YOUR OBJECTIVE:
In the data below, find every line with the word "striped" and copy it.

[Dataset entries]
______________________________
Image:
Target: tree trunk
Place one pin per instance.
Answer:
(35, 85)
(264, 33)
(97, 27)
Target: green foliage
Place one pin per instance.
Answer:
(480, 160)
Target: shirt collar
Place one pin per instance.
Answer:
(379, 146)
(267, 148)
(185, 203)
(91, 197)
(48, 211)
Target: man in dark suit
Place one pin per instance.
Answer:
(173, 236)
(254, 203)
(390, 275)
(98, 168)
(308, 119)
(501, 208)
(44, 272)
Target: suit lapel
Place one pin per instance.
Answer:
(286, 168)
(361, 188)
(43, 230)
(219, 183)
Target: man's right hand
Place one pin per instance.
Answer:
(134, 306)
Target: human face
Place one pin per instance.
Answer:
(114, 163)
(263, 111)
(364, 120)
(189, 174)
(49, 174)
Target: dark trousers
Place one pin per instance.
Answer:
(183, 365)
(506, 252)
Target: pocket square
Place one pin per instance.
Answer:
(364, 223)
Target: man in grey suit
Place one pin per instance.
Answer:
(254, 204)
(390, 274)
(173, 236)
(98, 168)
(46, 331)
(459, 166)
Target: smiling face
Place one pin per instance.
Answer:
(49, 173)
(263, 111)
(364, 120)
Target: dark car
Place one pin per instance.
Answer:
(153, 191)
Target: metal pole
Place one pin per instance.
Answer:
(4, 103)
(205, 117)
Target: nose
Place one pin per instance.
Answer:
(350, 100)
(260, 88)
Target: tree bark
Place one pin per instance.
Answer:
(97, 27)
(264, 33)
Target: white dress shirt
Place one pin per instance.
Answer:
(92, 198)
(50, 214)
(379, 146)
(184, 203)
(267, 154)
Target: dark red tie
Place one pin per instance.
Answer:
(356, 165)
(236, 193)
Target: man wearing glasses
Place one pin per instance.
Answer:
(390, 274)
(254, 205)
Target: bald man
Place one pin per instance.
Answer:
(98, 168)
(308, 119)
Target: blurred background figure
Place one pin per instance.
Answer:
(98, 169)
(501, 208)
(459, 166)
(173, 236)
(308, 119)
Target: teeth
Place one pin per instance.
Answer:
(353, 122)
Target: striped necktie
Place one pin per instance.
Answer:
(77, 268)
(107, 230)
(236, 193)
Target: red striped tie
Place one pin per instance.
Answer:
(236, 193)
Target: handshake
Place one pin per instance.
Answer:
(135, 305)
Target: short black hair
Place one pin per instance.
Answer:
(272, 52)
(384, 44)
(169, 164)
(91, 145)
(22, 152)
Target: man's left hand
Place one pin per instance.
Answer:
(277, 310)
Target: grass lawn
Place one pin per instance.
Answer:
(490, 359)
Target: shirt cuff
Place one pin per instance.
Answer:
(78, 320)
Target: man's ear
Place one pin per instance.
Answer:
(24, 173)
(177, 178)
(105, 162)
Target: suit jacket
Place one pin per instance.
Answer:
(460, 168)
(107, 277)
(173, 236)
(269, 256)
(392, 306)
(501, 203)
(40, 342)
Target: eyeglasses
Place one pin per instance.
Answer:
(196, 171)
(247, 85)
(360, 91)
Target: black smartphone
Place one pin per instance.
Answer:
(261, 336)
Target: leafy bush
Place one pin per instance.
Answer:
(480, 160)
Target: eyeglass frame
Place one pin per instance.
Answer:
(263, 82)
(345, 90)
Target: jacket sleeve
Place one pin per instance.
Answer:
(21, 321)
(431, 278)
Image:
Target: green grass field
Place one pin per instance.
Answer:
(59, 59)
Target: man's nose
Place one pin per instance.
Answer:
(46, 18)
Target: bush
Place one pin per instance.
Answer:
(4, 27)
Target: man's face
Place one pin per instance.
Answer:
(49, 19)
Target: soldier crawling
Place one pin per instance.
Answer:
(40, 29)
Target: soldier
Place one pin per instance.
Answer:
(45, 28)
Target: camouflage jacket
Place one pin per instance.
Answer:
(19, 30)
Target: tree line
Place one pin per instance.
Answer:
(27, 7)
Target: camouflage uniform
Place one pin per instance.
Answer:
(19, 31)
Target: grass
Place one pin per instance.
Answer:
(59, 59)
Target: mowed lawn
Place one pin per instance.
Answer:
______________________________
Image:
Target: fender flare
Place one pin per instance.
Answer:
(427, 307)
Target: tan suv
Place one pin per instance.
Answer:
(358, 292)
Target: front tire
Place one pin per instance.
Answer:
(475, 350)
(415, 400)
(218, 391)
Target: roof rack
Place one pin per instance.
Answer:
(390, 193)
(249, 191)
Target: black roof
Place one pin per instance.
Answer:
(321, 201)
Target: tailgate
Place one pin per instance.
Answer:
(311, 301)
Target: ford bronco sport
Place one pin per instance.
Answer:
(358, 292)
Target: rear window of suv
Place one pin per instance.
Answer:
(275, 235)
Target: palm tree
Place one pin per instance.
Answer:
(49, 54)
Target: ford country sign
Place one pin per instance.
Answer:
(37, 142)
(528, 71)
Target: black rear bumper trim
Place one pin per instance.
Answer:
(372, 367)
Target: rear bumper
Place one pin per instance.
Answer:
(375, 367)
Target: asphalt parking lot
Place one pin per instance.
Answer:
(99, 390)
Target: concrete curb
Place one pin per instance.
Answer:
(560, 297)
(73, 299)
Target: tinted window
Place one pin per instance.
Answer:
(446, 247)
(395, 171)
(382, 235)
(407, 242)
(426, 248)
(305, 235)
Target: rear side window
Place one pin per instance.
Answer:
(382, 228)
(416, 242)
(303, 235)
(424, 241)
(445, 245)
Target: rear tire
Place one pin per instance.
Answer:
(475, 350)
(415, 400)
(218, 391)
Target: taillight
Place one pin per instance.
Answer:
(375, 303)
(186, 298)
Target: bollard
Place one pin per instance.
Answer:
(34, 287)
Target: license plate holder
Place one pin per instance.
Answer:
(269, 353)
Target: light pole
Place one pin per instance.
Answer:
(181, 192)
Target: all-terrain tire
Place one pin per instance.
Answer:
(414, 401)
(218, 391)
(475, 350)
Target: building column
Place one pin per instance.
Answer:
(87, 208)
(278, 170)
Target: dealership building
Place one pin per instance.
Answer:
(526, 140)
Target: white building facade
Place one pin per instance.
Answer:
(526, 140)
______________________________
WRITTEN RESPONSE:
Target: striped necktie
Target: red striped tie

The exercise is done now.